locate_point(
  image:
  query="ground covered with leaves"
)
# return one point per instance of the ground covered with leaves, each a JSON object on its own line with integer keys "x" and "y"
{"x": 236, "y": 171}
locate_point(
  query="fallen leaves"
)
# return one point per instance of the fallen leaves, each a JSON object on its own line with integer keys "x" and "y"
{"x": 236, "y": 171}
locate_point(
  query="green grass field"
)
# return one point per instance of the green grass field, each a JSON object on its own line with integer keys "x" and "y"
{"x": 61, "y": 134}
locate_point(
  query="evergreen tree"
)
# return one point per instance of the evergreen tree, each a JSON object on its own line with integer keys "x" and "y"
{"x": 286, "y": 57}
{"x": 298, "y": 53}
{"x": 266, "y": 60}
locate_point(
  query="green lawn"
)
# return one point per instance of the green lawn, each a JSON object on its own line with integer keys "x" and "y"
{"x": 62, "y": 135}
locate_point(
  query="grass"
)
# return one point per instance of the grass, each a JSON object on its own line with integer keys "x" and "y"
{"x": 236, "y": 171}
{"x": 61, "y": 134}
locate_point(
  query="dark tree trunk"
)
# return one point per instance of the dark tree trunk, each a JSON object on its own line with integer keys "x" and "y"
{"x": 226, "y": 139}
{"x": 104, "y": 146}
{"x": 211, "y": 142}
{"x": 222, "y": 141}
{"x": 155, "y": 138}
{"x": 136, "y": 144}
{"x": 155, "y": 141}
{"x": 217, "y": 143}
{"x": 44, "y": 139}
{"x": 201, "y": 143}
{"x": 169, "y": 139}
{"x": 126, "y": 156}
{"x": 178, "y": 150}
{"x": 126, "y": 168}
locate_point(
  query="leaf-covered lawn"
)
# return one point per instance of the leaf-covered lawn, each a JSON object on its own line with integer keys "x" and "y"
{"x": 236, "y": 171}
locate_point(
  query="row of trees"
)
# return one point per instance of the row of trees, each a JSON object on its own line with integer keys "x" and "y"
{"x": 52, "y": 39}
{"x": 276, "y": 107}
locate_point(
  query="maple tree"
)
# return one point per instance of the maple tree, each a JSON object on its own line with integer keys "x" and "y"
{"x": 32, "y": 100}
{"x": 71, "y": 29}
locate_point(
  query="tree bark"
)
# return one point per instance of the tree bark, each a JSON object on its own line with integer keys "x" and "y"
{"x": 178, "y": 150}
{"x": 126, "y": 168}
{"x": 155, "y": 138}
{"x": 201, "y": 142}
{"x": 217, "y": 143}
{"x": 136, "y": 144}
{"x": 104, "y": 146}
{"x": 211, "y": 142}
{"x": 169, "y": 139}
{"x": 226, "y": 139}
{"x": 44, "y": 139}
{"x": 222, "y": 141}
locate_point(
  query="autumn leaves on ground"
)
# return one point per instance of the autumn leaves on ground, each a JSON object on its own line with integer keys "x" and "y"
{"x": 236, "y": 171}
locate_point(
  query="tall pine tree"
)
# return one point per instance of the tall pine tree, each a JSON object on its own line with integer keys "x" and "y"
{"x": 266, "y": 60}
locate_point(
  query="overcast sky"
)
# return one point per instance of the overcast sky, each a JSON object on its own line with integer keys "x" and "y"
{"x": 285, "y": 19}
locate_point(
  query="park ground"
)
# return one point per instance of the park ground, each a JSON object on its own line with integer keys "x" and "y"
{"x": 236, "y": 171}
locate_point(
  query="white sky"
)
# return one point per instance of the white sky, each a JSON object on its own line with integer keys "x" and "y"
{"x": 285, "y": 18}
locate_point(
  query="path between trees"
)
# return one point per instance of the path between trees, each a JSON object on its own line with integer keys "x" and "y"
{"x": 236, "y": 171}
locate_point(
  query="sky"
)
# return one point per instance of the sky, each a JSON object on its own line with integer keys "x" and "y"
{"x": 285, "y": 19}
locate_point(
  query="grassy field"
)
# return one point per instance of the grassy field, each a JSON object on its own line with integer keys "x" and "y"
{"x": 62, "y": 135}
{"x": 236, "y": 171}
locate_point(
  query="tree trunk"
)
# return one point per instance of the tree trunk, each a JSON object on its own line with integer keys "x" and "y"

...

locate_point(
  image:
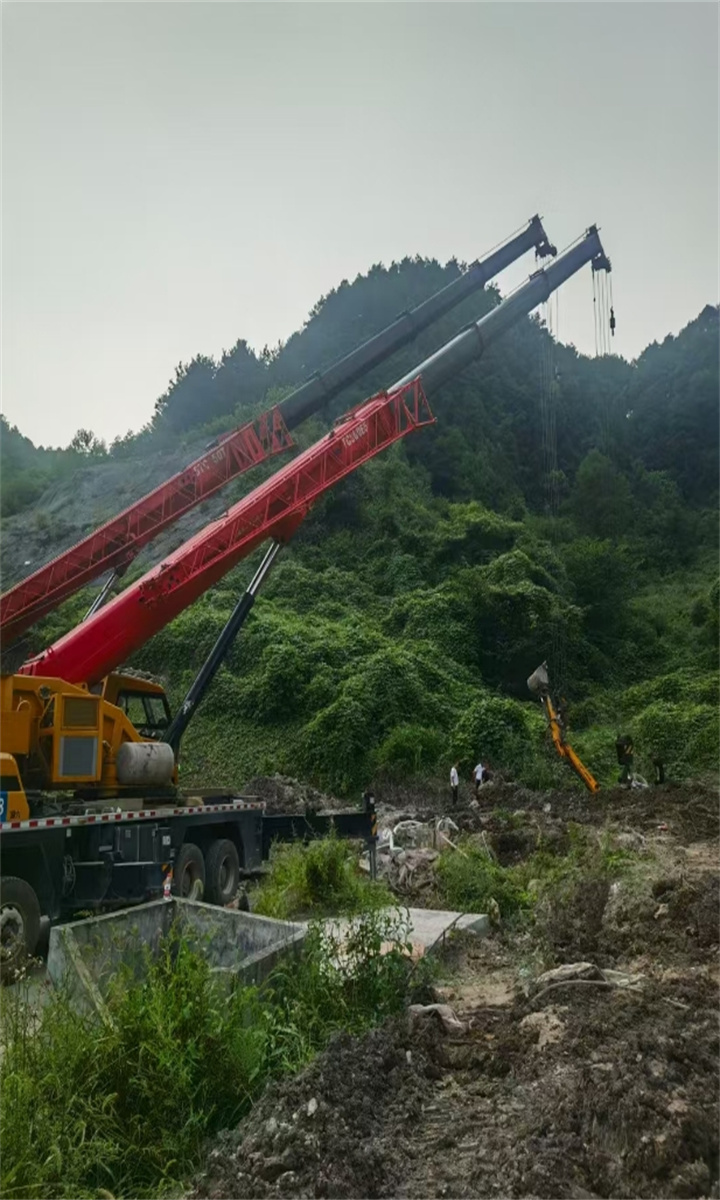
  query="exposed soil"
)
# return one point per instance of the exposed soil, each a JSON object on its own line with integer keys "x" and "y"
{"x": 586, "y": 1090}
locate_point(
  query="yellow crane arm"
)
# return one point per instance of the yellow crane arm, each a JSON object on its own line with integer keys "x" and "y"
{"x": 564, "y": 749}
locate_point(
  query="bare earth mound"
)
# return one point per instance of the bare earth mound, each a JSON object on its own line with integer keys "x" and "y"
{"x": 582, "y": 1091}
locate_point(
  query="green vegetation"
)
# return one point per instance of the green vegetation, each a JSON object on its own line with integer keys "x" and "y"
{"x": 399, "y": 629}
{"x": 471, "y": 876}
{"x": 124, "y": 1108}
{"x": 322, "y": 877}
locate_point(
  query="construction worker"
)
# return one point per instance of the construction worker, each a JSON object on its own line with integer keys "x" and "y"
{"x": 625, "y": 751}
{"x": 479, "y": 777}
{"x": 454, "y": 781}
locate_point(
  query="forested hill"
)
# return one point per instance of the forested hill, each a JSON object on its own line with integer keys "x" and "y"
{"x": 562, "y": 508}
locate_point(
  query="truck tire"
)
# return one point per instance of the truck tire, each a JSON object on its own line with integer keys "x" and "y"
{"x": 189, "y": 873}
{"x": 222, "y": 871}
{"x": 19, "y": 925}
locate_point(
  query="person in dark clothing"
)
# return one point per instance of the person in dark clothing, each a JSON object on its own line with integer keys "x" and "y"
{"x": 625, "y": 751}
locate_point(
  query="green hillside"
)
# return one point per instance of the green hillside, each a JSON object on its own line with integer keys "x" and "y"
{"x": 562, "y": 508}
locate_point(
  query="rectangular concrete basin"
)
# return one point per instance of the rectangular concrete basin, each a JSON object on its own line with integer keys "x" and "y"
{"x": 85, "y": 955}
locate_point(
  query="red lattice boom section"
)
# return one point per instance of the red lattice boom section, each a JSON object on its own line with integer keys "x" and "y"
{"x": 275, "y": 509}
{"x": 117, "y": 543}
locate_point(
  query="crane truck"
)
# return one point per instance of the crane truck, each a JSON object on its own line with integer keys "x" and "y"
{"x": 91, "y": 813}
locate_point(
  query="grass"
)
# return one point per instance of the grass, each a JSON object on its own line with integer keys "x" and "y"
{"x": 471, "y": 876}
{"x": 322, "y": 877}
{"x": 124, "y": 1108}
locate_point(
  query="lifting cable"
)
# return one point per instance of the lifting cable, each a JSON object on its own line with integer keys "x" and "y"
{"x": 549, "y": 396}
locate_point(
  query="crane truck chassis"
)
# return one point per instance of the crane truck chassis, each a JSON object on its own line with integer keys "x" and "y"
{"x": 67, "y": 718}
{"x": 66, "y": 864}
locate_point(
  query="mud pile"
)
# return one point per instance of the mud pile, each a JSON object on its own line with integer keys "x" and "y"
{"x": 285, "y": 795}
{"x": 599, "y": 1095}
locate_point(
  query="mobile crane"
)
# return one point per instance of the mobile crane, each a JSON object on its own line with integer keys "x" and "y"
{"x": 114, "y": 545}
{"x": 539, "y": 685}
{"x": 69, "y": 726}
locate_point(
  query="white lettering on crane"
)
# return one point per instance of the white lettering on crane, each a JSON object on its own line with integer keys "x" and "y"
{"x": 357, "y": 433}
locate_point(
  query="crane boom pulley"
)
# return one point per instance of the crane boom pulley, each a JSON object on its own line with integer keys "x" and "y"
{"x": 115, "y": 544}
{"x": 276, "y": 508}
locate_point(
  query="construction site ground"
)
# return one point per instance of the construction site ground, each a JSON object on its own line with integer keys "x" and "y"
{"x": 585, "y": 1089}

--

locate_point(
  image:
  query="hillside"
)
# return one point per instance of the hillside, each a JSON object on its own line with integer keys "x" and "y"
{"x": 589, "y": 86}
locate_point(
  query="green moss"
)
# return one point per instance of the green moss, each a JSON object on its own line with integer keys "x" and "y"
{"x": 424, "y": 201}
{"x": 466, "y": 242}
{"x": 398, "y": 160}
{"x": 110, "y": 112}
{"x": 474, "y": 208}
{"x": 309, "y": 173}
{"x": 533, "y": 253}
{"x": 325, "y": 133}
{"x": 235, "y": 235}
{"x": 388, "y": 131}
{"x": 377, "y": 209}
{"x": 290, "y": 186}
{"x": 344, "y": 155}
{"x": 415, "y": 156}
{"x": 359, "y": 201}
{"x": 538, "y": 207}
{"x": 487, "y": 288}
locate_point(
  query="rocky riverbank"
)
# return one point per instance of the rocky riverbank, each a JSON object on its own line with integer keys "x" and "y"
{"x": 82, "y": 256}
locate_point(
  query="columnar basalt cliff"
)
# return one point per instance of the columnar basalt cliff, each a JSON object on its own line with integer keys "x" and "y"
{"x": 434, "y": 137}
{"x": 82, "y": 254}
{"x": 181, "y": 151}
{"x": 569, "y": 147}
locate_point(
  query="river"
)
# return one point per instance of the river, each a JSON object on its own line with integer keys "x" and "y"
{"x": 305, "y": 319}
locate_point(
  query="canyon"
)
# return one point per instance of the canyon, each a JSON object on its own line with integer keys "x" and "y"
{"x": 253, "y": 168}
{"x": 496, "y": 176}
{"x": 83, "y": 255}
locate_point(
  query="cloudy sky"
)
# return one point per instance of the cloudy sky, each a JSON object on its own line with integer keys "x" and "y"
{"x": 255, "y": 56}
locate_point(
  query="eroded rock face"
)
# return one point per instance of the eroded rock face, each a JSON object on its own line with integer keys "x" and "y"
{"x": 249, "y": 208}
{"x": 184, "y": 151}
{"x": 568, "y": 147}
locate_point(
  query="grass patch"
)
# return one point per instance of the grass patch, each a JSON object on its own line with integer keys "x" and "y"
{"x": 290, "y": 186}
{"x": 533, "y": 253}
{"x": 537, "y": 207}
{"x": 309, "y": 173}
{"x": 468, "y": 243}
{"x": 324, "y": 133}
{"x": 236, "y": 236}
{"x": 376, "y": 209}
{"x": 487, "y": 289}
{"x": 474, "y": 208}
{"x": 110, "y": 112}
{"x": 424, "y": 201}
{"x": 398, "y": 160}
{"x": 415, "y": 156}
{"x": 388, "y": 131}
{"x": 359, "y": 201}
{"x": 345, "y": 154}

> **Task prompt**
Please pull out every line of the material above that contains the word "person", copying each one unchanged.

> **Correct result**
  query="person in dark clothing"
# return one point per instance of the person in dark clothing, each a JSON object on its own line with integer keys "x" and "y"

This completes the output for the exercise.